_About this exercise_
Pick each line that has "wall" out of the records.

┏━━

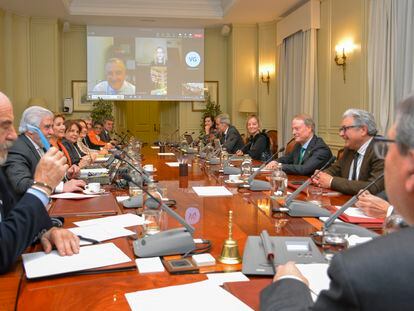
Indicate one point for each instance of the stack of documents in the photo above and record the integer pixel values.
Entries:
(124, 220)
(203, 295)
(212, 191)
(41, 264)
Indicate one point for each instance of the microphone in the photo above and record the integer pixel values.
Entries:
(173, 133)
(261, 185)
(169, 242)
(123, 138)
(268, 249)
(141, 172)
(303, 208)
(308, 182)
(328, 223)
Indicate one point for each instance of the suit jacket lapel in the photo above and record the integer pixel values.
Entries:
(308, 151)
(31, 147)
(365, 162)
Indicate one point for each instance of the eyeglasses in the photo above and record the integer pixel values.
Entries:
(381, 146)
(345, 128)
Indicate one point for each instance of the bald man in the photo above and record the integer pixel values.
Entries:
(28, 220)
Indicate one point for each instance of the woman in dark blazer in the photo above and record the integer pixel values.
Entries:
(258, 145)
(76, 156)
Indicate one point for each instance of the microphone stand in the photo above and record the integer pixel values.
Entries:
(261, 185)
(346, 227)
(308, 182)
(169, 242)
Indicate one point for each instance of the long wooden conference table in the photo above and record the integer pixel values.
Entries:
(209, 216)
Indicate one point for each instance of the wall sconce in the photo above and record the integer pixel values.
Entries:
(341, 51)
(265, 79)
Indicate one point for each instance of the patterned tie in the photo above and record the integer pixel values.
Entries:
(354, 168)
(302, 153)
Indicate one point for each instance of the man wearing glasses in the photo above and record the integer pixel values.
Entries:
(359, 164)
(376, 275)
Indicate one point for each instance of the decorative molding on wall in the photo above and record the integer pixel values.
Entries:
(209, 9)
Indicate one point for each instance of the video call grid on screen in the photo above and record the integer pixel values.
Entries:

┗━━

_Task answer_
Indicate one point for each instance of the wall sconce in the photo above and record the integer pixel values.
Indicate one point for each instance of the decorative molding on wall in the photo above and record the integer pixel values.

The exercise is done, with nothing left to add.